# [Problem statement]
Below are the entries; output exactly the lines from the one containing "Expected behaviour: the pointer locates the wooden wall" through the final line, inclusive.

# [Excerpted records]

.....

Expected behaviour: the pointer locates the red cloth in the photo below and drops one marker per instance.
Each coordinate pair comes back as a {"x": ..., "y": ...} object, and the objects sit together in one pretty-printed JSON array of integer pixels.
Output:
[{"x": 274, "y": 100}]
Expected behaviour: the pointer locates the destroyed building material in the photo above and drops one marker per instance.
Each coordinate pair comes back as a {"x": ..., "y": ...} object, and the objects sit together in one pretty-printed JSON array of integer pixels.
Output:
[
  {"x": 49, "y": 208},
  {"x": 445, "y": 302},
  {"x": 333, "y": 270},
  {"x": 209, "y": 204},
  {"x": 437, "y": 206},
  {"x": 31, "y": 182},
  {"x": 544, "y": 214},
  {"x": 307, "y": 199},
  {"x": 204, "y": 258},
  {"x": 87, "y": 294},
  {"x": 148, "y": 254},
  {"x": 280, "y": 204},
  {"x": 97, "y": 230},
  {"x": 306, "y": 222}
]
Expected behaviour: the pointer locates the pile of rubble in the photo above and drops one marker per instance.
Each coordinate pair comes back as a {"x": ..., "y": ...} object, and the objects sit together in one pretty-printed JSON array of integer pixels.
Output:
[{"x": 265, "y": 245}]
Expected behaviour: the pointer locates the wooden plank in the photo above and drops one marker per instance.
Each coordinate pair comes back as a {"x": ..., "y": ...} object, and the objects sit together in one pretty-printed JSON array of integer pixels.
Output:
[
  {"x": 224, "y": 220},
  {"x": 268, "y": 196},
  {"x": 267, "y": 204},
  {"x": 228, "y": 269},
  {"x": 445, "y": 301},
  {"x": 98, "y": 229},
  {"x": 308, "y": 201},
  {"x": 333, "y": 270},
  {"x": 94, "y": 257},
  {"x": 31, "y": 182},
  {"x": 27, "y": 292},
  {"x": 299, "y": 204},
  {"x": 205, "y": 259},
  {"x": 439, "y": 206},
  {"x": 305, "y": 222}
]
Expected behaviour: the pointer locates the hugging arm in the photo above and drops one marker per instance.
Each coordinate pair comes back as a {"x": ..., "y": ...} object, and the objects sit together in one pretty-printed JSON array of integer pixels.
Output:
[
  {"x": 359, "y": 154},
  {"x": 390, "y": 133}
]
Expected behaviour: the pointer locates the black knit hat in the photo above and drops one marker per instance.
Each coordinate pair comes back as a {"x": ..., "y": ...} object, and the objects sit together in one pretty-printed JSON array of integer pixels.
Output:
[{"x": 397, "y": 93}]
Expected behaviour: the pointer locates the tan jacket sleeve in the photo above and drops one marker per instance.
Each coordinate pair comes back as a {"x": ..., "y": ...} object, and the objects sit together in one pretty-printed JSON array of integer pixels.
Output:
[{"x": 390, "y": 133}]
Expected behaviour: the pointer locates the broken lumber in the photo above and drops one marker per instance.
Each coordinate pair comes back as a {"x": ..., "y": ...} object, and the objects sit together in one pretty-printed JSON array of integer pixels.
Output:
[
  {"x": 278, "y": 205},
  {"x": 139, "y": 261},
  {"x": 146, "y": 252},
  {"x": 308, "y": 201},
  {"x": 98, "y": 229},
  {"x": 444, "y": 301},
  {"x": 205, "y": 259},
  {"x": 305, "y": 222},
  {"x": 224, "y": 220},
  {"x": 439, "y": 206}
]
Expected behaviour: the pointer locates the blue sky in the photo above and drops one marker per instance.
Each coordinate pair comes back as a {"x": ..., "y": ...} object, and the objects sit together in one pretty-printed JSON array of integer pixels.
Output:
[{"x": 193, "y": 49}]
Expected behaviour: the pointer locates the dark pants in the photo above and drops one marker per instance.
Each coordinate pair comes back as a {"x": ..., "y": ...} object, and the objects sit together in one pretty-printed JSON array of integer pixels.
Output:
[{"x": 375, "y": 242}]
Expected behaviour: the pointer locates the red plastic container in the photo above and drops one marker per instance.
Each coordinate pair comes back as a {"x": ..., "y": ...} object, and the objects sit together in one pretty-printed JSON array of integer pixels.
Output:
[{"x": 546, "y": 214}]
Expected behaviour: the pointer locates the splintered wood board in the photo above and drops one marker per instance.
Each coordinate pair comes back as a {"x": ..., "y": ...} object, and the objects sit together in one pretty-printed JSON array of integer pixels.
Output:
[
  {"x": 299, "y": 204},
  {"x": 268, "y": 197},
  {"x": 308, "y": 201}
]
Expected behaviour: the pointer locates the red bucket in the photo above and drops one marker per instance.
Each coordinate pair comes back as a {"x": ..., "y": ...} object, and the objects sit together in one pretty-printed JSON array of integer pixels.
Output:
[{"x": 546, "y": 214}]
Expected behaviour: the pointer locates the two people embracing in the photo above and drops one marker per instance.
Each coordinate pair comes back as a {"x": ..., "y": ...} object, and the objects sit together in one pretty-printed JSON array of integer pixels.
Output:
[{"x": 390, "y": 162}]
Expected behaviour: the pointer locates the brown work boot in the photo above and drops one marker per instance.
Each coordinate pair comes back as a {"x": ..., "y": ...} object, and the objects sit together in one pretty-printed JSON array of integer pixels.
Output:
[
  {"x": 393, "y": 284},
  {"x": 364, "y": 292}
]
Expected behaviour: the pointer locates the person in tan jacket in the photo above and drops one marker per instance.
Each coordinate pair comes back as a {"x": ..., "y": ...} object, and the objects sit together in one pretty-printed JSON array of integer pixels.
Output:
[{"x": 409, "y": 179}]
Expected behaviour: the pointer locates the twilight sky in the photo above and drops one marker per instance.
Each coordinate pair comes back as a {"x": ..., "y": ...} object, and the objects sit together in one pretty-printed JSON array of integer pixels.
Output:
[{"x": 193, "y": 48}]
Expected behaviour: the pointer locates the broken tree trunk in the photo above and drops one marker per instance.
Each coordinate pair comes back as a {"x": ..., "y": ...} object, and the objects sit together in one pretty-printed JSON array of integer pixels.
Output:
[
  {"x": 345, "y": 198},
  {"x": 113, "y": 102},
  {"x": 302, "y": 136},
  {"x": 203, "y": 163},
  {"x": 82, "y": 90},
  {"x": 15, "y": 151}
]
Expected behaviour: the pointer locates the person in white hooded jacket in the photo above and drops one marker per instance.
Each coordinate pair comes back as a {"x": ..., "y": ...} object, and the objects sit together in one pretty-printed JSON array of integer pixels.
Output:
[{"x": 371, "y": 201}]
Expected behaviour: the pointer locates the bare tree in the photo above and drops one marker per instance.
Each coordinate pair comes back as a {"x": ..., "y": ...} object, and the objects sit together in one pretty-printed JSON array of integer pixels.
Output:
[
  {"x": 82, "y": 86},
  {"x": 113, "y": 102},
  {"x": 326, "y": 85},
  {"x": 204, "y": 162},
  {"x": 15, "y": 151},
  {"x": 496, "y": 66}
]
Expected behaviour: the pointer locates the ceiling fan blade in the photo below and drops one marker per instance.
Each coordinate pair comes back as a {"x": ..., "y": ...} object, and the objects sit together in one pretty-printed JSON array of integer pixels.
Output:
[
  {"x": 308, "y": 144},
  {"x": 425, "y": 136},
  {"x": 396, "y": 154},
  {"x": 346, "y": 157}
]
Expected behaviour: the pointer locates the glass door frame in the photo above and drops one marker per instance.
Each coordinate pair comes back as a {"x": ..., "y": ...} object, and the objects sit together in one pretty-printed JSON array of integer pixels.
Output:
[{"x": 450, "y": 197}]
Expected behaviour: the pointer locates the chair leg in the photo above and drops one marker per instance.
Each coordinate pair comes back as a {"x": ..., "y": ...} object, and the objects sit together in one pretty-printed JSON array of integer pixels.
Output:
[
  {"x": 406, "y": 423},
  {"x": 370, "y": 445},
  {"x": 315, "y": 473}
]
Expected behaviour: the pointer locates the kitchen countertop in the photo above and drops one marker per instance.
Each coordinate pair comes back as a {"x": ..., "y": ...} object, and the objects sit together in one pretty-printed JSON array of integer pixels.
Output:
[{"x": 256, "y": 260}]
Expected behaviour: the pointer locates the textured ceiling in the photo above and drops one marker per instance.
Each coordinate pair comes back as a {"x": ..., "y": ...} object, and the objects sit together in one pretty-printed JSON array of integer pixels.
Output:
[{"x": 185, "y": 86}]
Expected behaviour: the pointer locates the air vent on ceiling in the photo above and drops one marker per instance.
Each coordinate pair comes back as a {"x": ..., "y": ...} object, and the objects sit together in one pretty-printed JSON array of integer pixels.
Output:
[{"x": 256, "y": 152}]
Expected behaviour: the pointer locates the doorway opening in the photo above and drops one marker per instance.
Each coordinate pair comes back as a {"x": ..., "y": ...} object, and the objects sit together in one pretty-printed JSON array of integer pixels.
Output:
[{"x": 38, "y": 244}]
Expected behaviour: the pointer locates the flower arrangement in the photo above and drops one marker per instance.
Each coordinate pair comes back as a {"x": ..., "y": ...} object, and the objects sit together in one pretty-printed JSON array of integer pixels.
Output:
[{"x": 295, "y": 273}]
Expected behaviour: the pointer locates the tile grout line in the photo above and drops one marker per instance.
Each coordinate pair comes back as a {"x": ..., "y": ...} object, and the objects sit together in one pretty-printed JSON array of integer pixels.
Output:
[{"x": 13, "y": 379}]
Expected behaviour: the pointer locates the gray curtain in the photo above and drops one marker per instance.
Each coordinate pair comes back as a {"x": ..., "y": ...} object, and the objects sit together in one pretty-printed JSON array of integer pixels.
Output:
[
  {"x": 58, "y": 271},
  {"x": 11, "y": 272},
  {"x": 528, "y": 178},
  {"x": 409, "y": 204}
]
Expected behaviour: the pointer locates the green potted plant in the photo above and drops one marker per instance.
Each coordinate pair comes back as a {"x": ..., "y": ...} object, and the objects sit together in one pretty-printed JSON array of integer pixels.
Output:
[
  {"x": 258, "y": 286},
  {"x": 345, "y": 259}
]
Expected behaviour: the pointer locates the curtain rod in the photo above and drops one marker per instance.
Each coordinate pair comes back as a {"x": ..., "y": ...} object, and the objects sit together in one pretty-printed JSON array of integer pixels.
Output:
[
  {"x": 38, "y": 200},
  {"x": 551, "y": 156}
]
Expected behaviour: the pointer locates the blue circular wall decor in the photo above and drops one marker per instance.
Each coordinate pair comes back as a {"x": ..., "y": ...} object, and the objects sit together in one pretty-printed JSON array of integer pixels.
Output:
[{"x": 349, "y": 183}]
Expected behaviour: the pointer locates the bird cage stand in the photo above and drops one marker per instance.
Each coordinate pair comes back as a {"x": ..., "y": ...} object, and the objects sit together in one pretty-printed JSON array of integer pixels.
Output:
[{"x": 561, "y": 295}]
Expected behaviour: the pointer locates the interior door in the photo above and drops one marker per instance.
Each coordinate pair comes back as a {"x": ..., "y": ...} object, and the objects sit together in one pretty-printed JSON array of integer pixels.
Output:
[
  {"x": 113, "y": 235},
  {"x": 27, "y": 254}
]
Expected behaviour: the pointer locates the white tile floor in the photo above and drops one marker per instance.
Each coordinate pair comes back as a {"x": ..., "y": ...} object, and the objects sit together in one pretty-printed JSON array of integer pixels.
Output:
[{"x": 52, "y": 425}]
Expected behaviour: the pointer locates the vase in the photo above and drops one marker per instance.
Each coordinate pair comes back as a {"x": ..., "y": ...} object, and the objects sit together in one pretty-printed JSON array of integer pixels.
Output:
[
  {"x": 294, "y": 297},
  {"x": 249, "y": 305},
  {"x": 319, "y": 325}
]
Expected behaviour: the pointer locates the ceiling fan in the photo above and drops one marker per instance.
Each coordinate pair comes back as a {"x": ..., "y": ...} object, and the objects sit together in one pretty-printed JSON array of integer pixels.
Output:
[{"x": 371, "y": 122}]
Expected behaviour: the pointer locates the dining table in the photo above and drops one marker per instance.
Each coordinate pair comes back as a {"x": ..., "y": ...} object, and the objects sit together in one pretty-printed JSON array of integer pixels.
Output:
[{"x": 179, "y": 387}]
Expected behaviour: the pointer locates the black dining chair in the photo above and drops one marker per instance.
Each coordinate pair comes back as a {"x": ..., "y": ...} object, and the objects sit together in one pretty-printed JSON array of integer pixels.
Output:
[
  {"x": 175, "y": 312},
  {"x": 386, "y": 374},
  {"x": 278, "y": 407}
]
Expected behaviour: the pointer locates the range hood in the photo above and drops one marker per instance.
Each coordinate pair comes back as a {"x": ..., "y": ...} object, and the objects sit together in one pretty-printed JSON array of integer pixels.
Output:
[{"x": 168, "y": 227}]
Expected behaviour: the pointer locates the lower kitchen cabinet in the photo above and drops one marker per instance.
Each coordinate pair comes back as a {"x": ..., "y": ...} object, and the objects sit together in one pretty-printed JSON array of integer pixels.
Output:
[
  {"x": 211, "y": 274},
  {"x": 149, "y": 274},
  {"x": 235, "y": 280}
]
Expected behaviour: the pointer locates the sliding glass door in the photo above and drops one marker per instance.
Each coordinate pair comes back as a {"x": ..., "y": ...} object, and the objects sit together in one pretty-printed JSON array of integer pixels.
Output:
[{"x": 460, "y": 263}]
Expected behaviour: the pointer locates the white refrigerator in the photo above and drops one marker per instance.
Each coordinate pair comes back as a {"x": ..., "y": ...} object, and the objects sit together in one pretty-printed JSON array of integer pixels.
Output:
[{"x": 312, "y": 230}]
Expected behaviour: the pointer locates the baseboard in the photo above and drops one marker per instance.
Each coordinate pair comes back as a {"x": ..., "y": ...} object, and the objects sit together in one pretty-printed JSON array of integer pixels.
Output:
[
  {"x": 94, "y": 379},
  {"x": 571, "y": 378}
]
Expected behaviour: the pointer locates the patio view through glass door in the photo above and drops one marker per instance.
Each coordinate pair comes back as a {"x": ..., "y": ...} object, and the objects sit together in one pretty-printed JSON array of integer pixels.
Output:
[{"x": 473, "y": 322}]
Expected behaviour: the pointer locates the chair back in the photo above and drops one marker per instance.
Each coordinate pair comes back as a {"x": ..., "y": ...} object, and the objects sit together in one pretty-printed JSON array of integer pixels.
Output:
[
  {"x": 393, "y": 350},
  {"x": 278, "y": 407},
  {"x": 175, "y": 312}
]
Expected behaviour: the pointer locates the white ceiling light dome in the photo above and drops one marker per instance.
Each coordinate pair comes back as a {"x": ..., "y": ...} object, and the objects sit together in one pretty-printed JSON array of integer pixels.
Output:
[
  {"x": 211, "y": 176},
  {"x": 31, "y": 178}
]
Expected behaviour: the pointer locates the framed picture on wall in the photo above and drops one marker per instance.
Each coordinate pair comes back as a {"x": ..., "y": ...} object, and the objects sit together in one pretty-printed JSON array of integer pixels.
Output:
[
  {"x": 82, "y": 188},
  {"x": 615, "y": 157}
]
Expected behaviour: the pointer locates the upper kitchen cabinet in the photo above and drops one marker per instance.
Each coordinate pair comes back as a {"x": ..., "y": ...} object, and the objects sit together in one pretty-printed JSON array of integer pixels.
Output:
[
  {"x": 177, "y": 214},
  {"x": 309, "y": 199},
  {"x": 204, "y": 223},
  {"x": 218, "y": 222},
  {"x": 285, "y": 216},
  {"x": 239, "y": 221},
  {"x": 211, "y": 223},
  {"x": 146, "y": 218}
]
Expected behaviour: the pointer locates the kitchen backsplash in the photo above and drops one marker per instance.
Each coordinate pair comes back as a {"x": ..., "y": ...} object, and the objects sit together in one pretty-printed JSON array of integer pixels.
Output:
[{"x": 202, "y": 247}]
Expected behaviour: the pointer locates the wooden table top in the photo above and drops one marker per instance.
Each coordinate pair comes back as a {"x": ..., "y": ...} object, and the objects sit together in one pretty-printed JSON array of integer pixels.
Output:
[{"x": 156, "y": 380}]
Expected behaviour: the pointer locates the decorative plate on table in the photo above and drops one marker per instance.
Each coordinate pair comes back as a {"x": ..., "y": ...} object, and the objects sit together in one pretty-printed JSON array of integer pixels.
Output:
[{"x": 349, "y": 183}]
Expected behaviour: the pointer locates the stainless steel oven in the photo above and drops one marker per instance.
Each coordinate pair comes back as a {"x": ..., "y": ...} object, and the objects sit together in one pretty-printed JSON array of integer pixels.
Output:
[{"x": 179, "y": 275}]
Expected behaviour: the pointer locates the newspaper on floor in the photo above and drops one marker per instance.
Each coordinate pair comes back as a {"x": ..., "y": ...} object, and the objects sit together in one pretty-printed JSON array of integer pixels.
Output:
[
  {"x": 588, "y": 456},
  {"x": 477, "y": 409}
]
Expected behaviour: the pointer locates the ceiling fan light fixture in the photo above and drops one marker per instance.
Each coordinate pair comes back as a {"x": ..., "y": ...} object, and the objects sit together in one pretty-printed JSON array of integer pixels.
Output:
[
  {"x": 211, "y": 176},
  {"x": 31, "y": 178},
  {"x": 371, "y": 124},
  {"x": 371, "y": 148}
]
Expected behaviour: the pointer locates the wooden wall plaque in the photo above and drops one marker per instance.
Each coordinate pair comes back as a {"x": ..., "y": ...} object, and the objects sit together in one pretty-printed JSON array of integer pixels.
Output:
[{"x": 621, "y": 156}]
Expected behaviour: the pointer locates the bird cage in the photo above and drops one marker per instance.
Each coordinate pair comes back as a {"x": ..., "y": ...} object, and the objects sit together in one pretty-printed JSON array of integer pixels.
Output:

.....

# [Reply to the task]
Expected behaviour: the pointer locates the wooden wall plaque in the photo above and drops one marker per instance.
Each coordinate pair comes back as a {"x": ..., "y": ...} object, and the objects sit together in one pretty-printed JSON array of integer pixels.
Output:
[{"x": 621, "y": 156}]
Expected behaviour: the pointer locates the bird cage in the photo above and drops one marker per instance.
Each coordinate pair comes back as a {"x": ..., "y": ...} object, and the objects sit together in one pretty-printed JSON array of integer pixels.
Output:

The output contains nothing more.